## WHAT IS NEEDED
Please pick out every line in the material below that contains the word "building" and copy each of those lines in full.

## GIVEN RECORDS
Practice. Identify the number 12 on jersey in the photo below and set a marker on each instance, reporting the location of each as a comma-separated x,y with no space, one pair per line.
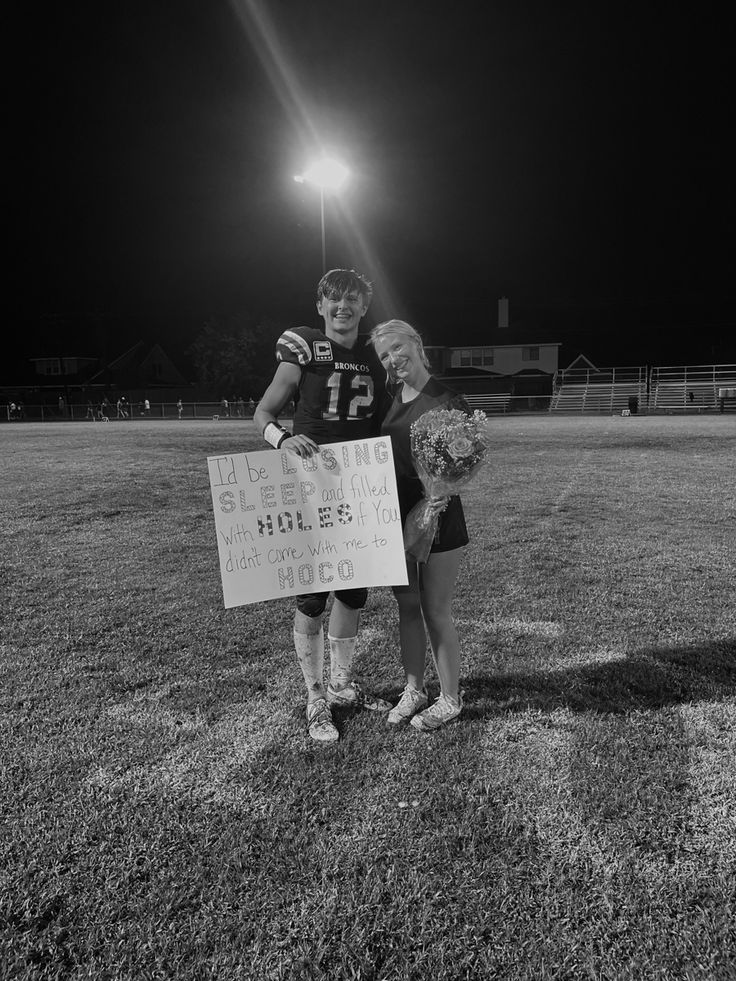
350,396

--

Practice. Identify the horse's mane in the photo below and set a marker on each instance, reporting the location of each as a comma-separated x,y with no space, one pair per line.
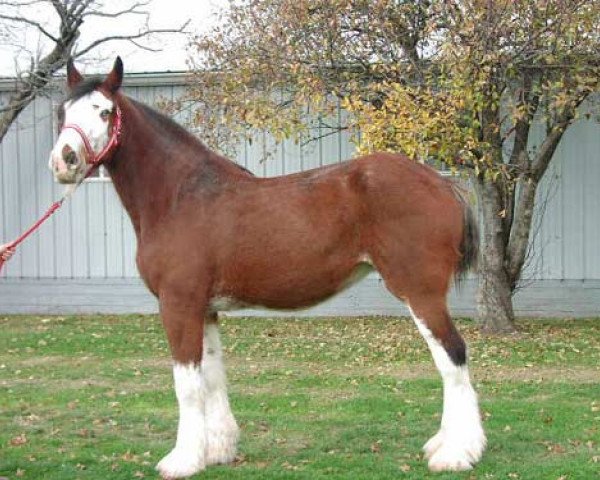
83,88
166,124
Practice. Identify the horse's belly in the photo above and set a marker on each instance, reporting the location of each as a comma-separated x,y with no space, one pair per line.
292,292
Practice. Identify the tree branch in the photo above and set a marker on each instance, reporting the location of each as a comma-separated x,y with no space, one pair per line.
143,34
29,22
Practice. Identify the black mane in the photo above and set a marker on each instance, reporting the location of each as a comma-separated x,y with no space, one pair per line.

--

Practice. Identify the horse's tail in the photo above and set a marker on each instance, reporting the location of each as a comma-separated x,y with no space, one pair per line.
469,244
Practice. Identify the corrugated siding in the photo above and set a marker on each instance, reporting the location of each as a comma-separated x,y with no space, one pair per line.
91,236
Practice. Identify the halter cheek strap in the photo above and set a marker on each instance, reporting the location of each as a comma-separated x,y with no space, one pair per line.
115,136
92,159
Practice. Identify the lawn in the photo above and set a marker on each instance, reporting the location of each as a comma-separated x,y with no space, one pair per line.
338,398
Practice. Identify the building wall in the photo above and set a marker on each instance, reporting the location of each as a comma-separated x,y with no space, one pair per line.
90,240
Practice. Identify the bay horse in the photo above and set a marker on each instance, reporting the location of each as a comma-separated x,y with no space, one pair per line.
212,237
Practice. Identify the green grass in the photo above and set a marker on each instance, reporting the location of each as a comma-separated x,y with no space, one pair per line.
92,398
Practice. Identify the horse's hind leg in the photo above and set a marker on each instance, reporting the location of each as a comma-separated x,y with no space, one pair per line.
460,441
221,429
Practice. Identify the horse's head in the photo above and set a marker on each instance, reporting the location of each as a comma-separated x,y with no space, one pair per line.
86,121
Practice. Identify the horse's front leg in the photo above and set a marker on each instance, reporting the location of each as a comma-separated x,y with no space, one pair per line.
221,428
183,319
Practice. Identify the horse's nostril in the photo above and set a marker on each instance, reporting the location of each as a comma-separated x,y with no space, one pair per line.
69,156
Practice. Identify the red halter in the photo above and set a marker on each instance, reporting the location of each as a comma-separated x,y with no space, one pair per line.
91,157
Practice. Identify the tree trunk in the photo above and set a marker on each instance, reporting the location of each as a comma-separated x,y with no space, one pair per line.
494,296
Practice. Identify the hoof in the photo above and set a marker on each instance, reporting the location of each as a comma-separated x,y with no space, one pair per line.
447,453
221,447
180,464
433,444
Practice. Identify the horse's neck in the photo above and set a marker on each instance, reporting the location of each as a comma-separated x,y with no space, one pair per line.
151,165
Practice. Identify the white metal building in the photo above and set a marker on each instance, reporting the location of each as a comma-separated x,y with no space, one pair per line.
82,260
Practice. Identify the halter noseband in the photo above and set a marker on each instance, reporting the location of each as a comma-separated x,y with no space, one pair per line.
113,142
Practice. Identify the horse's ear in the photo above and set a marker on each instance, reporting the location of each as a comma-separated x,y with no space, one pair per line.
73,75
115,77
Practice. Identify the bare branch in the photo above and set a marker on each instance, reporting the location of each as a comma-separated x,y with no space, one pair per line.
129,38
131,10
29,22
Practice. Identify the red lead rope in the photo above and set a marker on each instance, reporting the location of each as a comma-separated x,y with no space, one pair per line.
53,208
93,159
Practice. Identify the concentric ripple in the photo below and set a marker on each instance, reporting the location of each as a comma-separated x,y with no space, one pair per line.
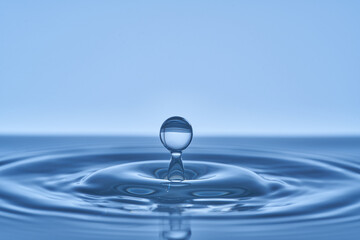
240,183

## TASK OUTPUT
Practice. Identify the building wall in the photo above and set a marker on each instance, reporting the location of each as a comma-separated x,y with no space, one pair per line.
Practice. Identify the white metal building in the photo above and set a marker on each instance, reporting the location of each as a comma-separated x,y with no space, one pair per line.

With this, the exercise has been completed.